Requirements – Reproduce the listing below with "sample run" renamed to "demonstration run" throughout, leaving every other line and character unchanged. Omit the pictures from your output.

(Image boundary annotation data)
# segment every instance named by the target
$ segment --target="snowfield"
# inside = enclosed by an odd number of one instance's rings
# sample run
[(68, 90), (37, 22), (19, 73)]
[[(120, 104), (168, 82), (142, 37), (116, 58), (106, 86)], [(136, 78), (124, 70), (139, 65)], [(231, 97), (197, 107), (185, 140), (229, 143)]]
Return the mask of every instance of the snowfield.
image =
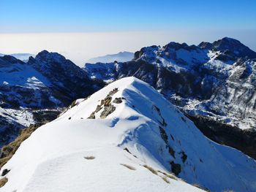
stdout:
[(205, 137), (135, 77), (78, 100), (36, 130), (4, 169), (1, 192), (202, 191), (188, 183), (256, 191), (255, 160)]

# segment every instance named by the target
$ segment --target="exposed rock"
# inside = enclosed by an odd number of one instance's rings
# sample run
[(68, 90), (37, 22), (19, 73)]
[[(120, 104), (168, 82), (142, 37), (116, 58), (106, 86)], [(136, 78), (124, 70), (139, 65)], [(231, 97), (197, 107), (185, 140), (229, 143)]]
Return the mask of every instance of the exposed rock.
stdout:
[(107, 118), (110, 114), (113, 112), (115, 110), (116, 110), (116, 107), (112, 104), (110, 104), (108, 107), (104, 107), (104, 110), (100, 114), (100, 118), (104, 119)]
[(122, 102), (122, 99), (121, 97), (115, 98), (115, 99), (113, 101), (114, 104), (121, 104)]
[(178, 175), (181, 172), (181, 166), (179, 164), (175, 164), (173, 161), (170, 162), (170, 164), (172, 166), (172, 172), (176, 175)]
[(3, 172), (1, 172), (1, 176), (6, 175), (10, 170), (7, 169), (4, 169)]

Exercise answer –
# segment every instance named by the target
$ segment --target="snowfield"
# inside = enclosed by an odd number of one instance's rings
# demonstration run
[(68, 90), (37, 22), (19, 73)]
[[(120, 104), (168, 82), (142, 37), (116, 58), (106, 86)], [(136, 78), (124, 70), (139, 65)], [(231, 97), (197, 107), (185, 140), (229, 143)]]
Return the mask of every instance of the snowfield.
image =
stdout:
[(205, 137), (135, 77), (78, 100), (36, 130), (4, 169), (1, 192), (202, 191), (188, 183), (256, 191), (255, 160)]

# segment every instance named by the target
$ segment --target="exposed rock"
# inside = enclosed by an odd number of one instance's rings
# demonstration run
[(68, 90), (37, 22), (19, 73)]
[[(120, 104), (168, 82), (142, 37), (116, 58), (106, 86)], [(136, 78), (124, 70), (139, 65)], [(231, 97), (197, 107), (185, 140), (229, 143)]]
Return the mask of every instance of the exposed rock.
stdout:
[(107, 118), (110, 114), (113, 112), (115, 110), (116, 110), (116, 107), (112, 104), (110, 104), (108, 107), (104, 107), (104, 110), (100, 114), (100, 118), (104, 119)]
[(122, 102), (122, 99), (121, 97), (115, 98), (115, 99), (113, 101), (114, 104), (121, 104)]
[(178, 175), (181, 172), (181, 166), (179, 164), (175, 164), (173, 161), (170, 162), (170, 164), (172, 166), (172, 172), (176, 175)]
[(3, 172), (1, 172), (1, 176), (6, 175), (10, 170), (7, 169), (4, 169)]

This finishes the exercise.